(Detection examples)
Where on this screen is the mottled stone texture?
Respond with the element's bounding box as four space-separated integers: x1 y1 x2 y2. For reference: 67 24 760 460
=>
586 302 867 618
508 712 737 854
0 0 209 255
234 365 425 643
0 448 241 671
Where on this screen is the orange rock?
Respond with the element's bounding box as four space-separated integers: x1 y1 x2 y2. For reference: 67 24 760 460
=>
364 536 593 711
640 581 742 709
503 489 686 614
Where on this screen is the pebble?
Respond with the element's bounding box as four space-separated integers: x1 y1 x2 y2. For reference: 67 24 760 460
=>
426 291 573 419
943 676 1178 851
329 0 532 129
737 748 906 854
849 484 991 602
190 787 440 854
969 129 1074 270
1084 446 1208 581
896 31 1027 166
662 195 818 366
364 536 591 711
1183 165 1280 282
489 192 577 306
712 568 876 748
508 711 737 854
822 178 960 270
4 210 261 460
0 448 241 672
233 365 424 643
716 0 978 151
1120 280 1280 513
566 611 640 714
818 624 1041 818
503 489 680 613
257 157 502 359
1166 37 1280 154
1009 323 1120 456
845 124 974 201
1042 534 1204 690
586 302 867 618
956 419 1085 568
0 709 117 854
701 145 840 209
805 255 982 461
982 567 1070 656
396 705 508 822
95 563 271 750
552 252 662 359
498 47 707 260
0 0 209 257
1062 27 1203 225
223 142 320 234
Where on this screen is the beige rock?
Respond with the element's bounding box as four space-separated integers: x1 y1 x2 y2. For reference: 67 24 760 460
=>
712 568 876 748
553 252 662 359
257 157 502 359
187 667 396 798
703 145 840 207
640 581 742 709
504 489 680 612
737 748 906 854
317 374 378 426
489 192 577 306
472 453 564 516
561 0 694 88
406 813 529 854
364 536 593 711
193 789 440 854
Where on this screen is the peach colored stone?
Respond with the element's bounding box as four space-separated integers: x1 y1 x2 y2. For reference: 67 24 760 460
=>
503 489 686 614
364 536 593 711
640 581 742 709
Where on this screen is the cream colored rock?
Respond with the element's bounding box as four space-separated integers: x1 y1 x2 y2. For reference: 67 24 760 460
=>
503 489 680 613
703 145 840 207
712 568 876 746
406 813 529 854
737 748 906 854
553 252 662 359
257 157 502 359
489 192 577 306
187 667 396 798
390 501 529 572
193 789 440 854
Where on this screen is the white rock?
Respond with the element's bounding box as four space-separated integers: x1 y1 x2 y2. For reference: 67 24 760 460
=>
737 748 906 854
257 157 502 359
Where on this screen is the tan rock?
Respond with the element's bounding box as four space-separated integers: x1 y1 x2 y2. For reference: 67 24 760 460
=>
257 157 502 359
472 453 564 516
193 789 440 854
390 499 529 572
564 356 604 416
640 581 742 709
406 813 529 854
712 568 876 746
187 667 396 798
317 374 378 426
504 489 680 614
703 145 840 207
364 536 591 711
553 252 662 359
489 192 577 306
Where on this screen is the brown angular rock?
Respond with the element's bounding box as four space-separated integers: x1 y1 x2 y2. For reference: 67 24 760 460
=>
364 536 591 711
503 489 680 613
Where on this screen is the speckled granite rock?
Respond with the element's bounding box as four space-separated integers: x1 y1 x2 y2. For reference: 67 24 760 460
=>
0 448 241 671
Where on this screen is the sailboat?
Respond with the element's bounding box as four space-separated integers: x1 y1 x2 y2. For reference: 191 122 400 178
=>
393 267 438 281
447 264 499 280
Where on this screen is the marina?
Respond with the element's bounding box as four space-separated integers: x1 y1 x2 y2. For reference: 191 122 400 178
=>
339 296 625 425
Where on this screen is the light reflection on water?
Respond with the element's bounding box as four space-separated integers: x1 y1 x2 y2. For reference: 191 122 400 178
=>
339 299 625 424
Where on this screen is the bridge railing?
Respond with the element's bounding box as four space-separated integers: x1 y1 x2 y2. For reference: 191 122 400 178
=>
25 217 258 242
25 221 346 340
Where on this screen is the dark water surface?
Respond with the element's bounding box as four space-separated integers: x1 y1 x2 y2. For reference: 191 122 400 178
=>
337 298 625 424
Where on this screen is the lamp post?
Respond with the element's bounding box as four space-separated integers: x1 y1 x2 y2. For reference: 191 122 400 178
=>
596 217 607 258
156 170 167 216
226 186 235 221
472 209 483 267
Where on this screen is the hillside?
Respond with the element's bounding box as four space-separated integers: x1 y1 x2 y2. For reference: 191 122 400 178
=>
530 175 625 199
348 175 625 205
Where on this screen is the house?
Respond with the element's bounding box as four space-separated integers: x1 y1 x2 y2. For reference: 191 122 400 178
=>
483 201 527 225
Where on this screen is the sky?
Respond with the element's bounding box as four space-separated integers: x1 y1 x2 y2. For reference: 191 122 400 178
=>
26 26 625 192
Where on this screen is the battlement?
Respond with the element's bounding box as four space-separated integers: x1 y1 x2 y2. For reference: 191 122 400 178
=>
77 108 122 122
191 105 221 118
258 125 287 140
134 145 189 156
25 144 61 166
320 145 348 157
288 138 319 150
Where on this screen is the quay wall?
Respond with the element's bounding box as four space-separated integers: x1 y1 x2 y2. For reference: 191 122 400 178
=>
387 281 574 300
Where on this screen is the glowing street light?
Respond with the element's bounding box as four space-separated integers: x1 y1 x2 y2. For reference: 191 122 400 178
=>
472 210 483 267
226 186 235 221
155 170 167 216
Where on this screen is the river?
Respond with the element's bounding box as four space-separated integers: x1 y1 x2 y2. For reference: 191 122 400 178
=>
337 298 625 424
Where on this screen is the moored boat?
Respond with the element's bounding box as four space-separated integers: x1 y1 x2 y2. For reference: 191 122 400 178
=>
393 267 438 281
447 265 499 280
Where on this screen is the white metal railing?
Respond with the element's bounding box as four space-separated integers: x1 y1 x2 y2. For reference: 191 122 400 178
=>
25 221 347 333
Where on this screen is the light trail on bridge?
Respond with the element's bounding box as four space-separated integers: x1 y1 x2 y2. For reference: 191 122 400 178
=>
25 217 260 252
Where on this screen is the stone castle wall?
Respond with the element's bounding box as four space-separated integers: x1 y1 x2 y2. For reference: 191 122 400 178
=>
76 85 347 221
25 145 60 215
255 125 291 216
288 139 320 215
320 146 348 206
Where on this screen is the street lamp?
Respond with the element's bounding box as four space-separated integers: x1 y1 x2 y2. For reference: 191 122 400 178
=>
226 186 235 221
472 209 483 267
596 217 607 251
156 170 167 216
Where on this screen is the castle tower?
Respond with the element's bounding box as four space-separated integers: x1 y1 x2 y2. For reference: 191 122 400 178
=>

Work instructions: Every line above should be retyped exactly as given.

Written answer:
Where on this screen is the mottled stone texture?
Respond with the element's bounding box as four space-separated integers: x1 y1 x2 y2. For reference: 67 24 760 460
=>
586 302 867 618
508 712 737 854
0 0 209 255
234 365 425 643
0 448 241 671
Where on this screen is the orange rock?
Respond with the element's bounding box as four space-separated integers: x1 y1 x2 y2. For reference: 67 24 760 460
=>
364 536 593 711
640 581 742 709
503 489 686 614
Where on this screen is the pebble?
Respond with the element's bounding box as four space-separated integers: x1 y1 x2 y2. For reference: 67 24 760 460
=>
426 291 573 419
943 676 1178 851
329 0 532 129
737 748 906 854
849 484 991 602
190 787 440 854
969 129 1074 270
1084 446 1208 581
896 31 1027 166
662 195 818 366
364 536 591 711
1183 165 1280 282
489 192 577 306
712 568 876 748
508 711 737 854
822 178 960 270
4 210 261 460
0 448 241 672
233 365 424 643
716 0 978 151
1120 280 1280 513
566 611 640 714
818 624 1041 818
503 489 680 613
257 157 502 359
1166 37 1280 154
1009 323 1120 456
845 124 974 201
1042 534 1204 690
586 302 867 618
956 419 1085 568
0 709 117 854
701 145 840 209
805 255 982 461
982 567 1070 656
396 705 508 822
95 563 271 750
552 252 662 359
498 47 707 260
0 0 209 257
1062 27 1203 225
223 142 320 234
Where on this screen is the beige rock?
Respond with the element's bounding box as four space-separated integers: x1 y1 x2 y2. For reference: 67 24 760 460
=>
712 568 876 748
553 252 662 359
257 157 502 359
187 667 396 798
703 145 840 207
640 581 742 709
504 489 680 612
737 748 906 854
317 374 378 426
489 192 577 306
472 453 564 516
561 0 694 88
406 813 529 854
364 536 593 711
193 789 440 854
Where on this screen is the peach colored stone?
Respond with the element's bounding box as four space-separated integers: x1 y1 x2 y2. For reference: 67 24 760 460
=>
503 489 686 614
364 536 593 711
640 581 742 709
Where on this screen is the cream colored rock?
Respond with the element's bounding box as four space-separated integers: x1 y1 x2 y2. For reference: 67 24 760 460
=>
503 489 680 613
703 145 840 207
712 568 876 746
406 813 529 854
737 748 906 854
553 252 662 359
257 157 502 359
489 192 577 306
187 667 396 798
390 501 529 572
193 789 440 854
Where on this screen is the white rock?
Respond with the element's bounding box as four space-separated integers: x1 y1 x2 y2. For reference: 67 24 760 460
=>
737 748 906 854
257 157 502 359
Where on this screen is the tan rock?
Respond with the element's bounding box as four space-separated integers: x1 y1 x2 y2. For reference: 67 24 760 460
=>
257 157 502 359
472 453 564 516
193 789 440 854
390 499 529 572
564 356 604 416
640 581 742 709
406 813 529 854
712 568 876 746
187 667 396 798
317 374 378 426
504 489 680 614
703 145 840 207
364 536 591 711
553 252 662 359
489 192 577 306
Where on this screen is the brown angular rock?
Respond with the element's bounding box as four space-separated integers: x1 y1 x2 y2. For reference: 67 24 760 460
=>
364 536 591 711
503 489 680 613
Where on this screen is the speckled granite rock?
Respond with the element's bounding box as four space-separated integers: x1 y1 x2 y2. For reference: 67 24 760 460
=>
0 448 241 671
Where on this screen is the sailboat?
Respond with the element's bounding box as four space-separated integers: x1 y1 x2 y2. For reference: 191 122 400 178
=>
393 267 438 281
447 264 499 280
Where on this screen is the marina?
Respond with the element's bounding box as four space-separated integers: x1 y1 x2 y2. For reference: 191 122 400 178
=>
339 296 625 425
Where on this screen is the light reflection on water?
Respond with the element's bounding box as four space-separated integers: x1 y1 x2 y2. For reference: 191 122 400 178
=>
339 299 625 424
Where on this screen is the bridge railing?
Respond with the element's bounding box as four space-separated integers: x1 y1 x2 y2. For reference: 191 122 400 178
=>
25 217 258 242
25 221 346 340
Where on this screen is the dark water surface?
Respond with the element's bounding box as four space-separated integers: x1 y1 x2 y2. For reference: 191 122 400 178
=>
337 298 625 424
Where on this screen is the lamp post?
Respond with the element's bounding box as four space-separated integers: x1 y1 x2 y2. For reference: 191 122 400 178
=>
596 217 607 258
156 170 167 216
226 186 235 221
472 209 483 267
Where on this screen is the hillside?
Respond with the element's bounding box as four space-separated integers: x1 y1 x2 y2. For reference: 191 122 400 178
=>
530 175 625 199
348 175 625 205
Where on this screen is the house?
Respond with the element's bounding box as four space-separated integers: x1 y1 x2 y2. For reference: 191 122 400 178
=>
483 201 527 225
Where on this screen is the sky?
Respond with the element's bounding box as four space-separated integers: x1 y1 x2 y2. For reference: 191 122 400 178
=>
26 26 625 192
Where on this screen is the battlement?
Respond with the element's bounding box as four space-separated integers: x1 y1 x2 y2. For reference: 191 122 400 178
=>
77 108 122 122
191 105 221 118
258 125 287 140
134 145 189 156
25 144 61 166
320 145 348 157
288 138 319 150
Where on this screen is the quay wall?
Respond with the element's bounding box as four space-separated integers: x1 y1 x2 y2. For reference: 191 122 400 178
=>
387 281 574 300
Where on this screen is the glowing street light?
Respond with the element's bounding box as four space-separated integers: x1 y1 x2 y2. For reference: 191 122 400 178
=>
472 210 483 267
226 186 235 221
155 170 167 216
Where on this screen is the river?
Respond with the element's bounding box as four space-separated integers: x1 y1 x2 y2. For reference: 191 122 400 178
=>
337 298 625 424
Where on this screen is the moored boat?
Respond with the element's bounding box as four space-separated integers: x1 y1 x2 y2. For reference: 191 122 400 178
=>
393 267 438 281
447 265 499 280
Where on this screen is the white metal railing?
Respond with the element's bounding box as four space-separated integers: x1 y1 x2 y2. For reference: 191 122 400 178
=>
25 221 347 333
Where on this screen is the light trail on bridge?
Respond with the element's bounding box as four space-separated integers: x1 y1 x2 y2. For reference: 191 122 400 178
=>
25 217 260 252
Where on this screen is the stone castle wall?
Respond with the element's bounding box as four space-separated integers: x1 y1 x2 y2. For reference: 191 122 400 178
=>
76 85 347 221
25 145 60 215
255 125 291 216
288 139 320 215
320 146 348 206
Where on this screen is the street lamp?
Respond with the element's bounding box as four space-separated integers: x1 y1 x2 y2. For reference: 191 122 400 178
=>
226 186 235 221
472 209 483 267
596 217 607 251
156 170 167 216
Where on this screen is the castle tower?
Respond with the element's bounding box as four space-separated integers: x1 y1 x2 y2. For reference: 191 122 400 178
=>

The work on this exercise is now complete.